◆ **Obiettivo del compito**: Riporta senza alcuna modifica il passo del testo sulla narrativa di Strati che va da "Ecco nell'atmosfera e" fino a "lascia molti dubbi." compreso.

◆ **Sezione del documento**:
Nato a S. Agata del Bianco nel 1924 e morto a Scandicci il 2014, Savero Strati,
ha scritto, tra racconti e romanzi, pagine come Tibi e Tascia, Noi
Lazzeroni, Il selvaggio di Santa Venere. Testi nei quali il paese,
l'infanzia, la terra, l'emigrazione costituiscono profili identitari grazie ai
quali contornare un viaggio letterario. Ma è una letteratura a rischio perché è
piuttosto una letteratura di confine nel senso che Strati circoscrive il suo
slancio narrativo non tanto e non solo ai temi della provincia quanto piuttosto
a un raccordare la realtà come fatto contingente al recupero della cronaca.
E' in fondo uno scrittore della cronaca tranne in alcuni casi particolari come
il romanzo del 1959 già citato dal titolo Tibi e Tascia. Qui, in questo
romanzo, l'intreccio di una infanzia che si ritrova nello scenaro dei luoghi è
sorprendente. Luoghi e tempo danno carattere al romanzo al di là dell'entrata
in gioco degli stessi personaggi che indubbiamente manifestano un loro
specifico ruolo e definiscono un profilo nel rapporto tra avventura del
raccontare e personaggi.
Ecco nell'atmosfera e nello scenario di Tibi e Tascia: "Infatti se
ne andarono padre, madre e figlio. Ancora era buio, ché la luna non c'era, e
certo le stelle non illuminavano la strada; e per arrivare al campo ci volevano
circa due ore, muovendo le gambe come si deve, di cammino". Sembra
un'immagine filtrata attraverso alcuni codici linguistici che rimandano a
Cesare Pavese ma è soltanto una sensazione che lascia molti dubbi.
Savero Strati è lo scrittore che sa raccogliere la cronaca ed è un
espressionista della rappresentazione del quotidiano. In modo emblematico
sfoglia queste pagine restando fermo dentro l'osservatorio dei giorni. E' piuttosto
una narrativa "giornalistica" dalla quale però si sviluppano
atmosfere che si dipanano sulla pagina. Ma il Sud, un Sud terra e sopportazione
condiziona la narrativa di Strati e lo scrittore non riesce (o non vuole)

◆ **Materiale estratto**:
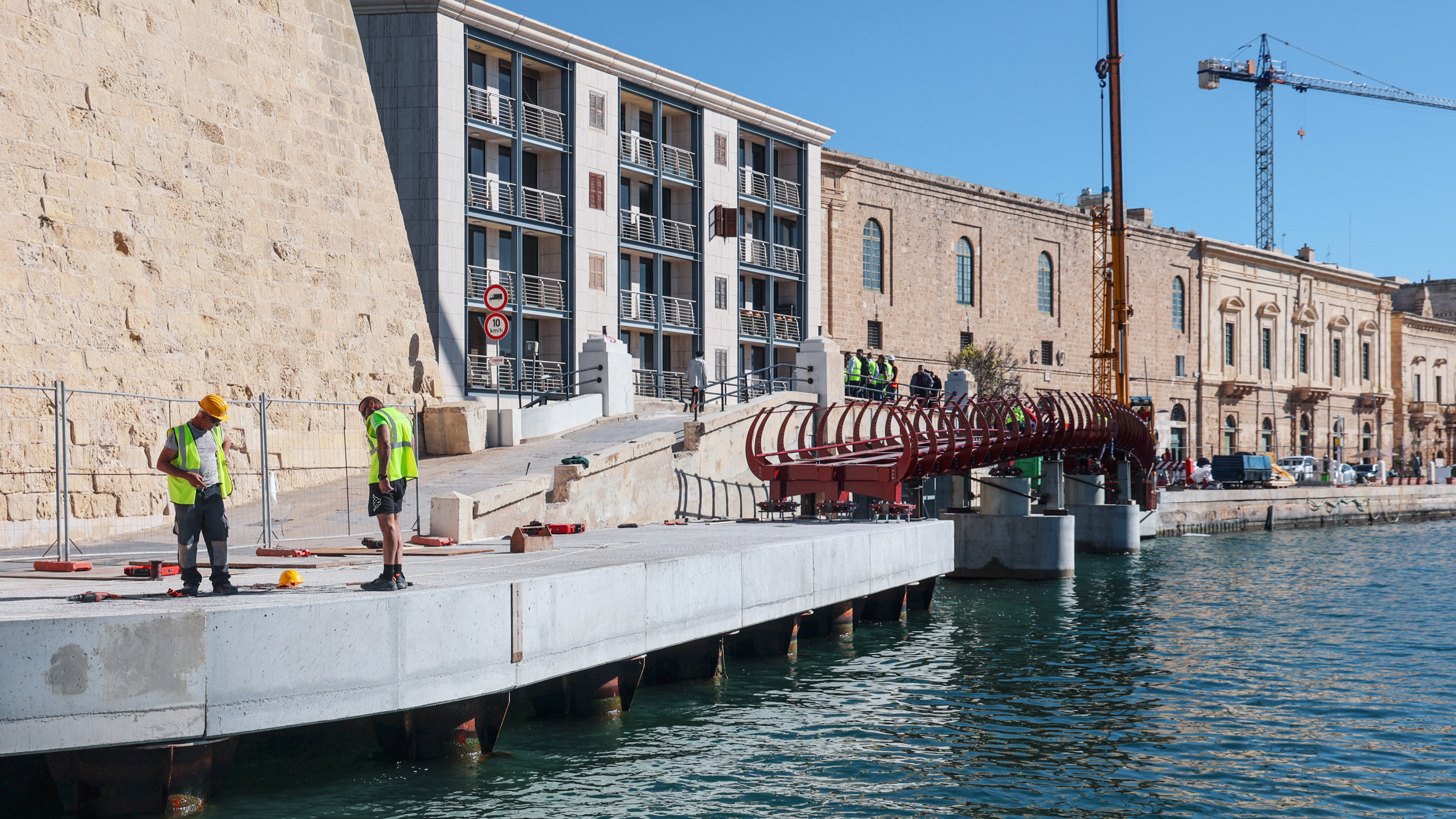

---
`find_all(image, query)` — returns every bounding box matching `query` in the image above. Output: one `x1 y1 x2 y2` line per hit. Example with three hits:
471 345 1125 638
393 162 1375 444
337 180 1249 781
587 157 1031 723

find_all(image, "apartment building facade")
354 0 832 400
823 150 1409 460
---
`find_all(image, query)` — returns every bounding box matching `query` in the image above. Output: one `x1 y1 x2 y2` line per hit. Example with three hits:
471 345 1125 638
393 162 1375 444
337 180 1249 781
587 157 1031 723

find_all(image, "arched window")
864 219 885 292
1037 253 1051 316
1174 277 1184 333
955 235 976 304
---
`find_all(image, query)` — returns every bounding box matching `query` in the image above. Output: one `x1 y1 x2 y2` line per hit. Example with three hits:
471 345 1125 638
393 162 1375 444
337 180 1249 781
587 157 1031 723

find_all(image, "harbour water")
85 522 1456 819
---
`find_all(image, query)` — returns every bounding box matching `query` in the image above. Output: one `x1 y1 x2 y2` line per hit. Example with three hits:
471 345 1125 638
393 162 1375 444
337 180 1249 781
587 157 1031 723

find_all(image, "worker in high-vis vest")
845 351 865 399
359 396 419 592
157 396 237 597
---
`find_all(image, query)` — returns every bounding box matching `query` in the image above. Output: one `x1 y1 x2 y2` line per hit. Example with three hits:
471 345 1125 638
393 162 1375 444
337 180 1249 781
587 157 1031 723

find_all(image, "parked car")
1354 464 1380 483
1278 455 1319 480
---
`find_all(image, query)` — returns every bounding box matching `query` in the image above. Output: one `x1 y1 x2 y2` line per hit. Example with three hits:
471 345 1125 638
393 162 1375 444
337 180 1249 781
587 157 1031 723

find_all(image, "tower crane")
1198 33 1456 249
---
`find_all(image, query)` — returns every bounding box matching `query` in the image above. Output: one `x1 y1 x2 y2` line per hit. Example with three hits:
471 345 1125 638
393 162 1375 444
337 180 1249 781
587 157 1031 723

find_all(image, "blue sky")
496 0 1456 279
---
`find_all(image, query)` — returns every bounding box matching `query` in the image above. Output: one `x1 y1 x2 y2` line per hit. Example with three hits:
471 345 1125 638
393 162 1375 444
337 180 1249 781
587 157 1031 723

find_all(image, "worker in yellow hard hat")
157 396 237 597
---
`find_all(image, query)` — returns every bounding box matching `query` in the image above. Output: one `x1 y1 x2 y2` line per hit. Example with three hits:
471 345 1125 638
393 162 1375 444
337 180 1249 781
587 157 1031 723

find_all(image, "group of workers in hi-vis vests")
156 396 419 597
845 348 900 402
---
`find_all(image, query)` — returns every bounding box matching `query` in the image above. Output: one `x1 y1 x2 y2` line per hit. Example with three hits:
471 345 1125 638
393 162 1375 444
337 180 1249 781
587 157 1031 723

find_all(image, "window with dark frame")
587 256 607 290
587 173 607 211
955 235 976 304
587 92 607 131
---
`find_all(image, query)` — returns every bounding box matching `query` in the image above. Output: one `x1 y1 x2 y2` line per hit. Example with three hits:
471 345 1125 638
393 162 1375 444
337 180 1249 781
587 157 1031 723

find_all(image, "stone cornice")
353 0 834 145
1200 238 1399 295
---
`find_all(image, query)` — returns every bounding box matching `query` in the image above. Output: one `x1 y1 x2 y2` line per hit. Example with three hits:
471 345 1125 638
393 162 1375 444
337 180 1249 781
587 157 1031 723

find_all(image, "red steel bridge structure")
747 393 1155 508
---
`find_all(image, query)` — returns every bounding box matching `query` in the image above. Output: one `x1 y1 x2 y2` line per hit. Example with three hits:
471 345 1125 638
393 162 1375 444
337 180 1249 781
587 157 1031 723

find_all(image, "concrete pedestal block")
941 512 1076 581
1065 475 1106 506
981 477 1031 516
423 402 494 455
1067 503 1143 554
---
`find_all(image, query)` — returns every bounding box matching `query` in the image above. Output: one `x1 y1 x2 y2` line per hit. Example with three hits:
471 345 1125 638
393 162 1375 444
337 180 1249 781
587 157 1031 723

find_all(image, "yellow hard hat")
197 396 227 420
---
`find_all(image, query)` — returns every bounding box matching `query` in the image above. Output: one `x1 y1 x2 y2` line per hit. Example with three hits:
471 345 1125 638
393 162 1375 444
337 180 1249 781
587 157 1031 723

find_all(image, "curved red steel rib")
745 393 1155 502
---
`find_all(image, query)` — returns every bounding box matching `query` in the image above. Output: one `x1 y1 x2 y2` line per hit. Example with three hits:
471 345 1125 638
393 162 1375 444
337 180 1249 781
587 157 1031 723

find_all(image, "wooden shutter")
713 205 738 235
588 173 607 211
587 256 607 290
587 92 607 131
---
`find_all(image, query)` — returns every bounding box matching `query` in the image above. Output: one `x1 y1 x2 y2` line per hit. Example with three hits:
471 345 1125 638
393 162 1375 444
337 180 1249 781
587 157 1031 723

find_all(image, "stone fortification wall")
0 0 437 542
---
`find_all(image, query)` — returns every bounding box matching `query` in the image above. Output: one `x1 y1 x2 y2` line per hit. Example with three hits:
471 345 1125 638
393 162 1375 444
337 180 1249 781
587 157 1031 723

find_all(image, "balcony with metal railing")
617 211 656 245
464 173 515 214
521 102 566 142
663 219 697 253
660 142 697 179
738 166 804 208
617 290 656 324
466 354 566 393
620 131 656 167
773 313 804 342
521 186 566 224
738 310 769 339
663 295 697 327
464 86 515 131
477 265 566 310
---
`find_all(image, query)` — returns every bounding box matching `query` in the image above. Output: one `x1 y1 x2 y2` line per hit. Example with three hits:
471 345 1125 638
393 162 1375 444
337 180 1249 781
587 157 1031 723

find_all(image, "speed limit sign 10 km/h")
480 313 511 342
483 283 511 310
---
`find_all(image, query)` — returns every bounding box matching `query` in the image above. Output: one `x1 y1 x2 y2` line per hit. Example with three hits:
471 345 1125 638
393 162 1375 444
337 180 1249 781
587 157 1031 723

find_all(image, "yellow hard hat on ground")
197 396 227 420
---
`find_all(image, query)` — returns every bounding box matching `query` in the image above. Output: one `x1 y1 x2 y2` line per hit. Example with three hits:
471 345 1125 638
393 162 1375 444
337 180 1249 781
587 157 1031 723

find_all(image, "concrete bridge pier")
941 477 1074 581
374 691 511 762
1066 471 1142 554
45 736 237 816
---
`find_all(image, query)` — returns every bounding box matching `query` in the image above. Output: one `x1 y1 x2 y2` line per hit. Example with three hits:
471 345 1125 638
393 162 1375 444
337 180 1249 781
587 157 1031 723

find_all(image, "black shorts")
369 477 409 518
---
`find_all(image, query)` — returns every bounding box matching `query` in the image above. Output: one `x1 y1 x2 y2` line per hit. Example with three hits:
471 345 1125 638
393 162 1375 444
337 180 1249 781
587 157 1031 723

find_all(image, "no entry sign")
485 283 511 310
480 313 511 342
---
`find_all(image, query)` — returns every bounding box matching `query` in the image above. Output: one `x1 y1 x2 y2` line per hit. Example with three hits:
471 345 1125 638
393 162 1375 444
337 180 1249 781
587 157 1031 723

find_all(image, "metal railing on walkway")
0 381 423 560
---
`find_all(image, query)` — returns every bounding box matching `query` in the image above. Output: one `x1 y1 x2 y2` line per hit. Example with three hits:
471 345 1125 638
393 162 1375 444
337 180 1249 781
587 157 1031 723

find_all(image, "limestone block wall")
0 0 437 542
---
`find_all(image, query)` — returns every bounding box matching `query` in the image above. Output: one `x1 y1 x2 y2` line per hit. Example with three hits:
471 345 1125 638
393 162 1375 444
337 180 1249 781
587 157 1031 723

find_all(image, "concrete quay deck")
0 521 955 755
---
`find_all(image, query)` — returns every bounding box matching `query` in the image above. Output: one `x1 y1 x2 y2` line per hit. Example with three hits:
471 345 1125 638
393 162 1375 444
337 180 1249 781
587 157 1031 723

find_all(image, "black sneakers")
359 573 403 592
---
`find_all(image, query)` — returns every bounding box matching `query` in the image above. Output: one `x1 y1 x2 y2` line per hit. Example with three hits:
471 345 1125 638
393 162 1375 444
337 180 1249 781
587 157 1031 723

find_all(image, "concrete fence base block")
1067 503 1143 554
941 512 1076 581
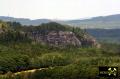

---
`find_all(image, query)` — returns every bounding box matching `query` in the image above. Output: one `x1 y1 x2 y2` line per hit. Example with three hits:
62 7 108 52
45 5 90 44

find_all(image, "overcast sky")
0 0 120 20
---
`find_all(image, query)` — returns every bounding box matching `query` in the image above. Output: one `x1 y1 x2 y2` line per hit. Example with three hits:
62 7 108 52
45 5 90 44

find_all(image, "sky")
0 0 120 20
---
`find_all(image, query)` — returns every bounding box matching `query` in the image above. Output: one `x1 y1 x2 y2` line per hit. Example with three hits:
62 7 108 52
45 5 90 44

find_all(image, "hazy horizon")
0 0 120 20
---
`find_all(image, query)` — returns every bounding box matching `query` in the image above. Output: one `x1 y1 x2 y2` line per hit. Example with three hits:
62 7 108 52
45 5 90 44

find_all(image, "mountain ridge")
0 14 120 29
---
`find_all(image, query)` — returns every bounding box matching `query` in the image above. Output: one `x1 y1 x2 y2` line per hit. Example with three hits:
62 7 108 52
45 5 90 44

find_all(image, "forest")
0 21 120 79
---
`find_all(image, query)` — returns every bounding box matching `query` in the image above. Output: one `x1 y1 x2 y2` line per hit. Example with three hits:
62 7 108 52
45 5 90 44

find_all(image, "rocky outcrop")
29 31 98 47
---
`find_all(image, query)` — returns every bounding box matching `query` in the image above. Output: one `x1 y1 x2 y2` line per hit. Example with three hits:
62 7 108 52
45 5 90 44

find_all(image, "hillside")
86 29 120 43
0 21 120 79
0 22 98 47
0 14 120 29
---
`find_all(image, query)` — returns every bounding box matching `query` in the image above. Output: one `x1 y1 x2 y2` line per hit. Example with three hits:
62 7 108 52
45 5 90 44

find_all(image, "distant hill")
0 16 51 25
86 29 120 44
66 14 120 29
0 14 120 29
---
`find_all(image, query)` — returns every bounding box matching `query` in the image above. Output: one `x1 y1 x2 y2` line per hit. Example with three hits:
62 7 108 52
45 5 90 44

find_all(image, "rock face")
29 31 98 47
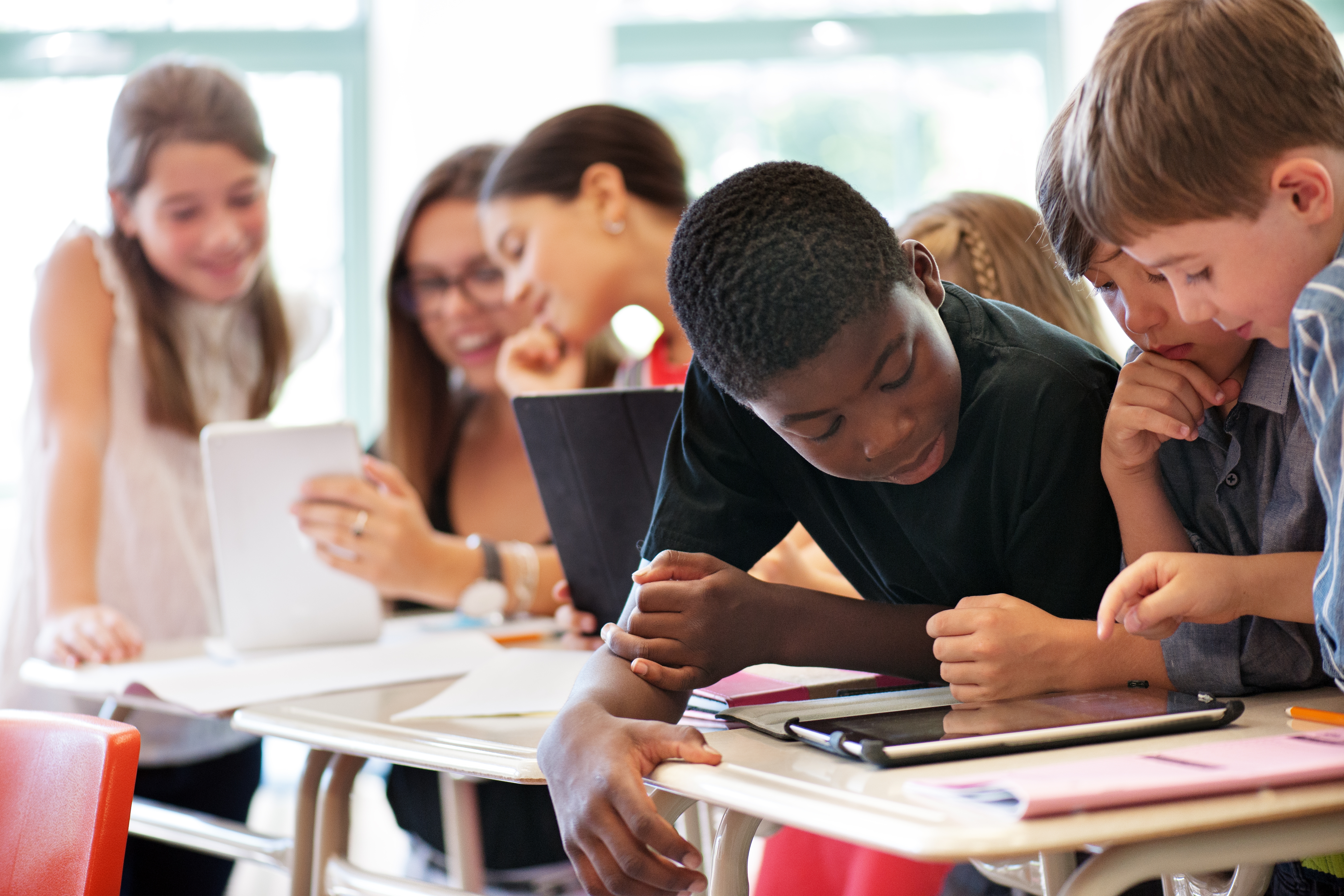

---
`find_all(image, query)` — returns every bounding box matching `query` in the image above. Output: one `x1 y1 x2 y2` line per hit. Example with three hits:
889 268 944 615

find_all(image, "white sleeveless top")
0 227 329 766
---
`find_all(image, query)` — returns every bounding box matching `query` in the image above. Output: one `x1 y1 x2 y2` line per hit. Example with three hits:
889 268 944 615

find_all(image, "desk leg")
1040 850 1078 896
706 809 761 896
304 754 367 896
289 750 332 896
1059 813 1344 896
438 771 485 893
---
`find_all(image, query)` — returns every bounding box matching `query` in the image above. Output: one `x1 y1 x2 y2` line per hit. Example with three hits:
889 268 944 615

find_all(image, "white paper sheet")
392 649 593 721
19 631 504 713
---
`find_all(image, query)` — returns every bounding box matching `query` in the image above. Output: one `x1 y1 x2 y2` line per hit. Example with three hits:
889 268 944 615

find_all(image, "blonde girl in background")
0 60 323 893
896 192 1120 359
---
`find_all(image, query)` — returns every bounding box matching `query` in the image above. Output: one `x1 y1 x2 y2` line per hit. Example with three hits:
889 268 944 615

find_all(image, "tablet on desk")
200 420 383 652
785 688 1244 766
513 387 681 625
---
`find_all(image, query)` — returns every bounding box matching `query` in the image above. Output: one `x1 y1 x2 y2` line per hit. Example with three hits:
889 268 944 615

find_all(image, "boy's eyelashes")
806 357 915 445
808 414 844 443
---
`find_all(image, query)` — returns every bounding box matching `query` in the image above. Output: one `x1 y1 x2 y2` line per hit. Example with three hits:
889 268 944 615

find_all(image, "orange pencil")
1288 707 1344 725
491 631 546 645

◆ **Risposta al compito**:
Ecco nell'atmosfera e nello scenario di Tibi e Tascia: "Infatti se
ne andarono padre, madre e figlio. Ancora era buio, ché la luna non c'era, e
certo le stelle non illuminavano la strada; e per arrivare al campo ci volevano
circa due ore, muovendo le gambe come si deve, di cammino". Sembra
un'immagine filtrata attraverso alcuni codici linguistici che rimandano a
Cesare Pavese ma è soltanto una sensazione che lascia molti dubbi.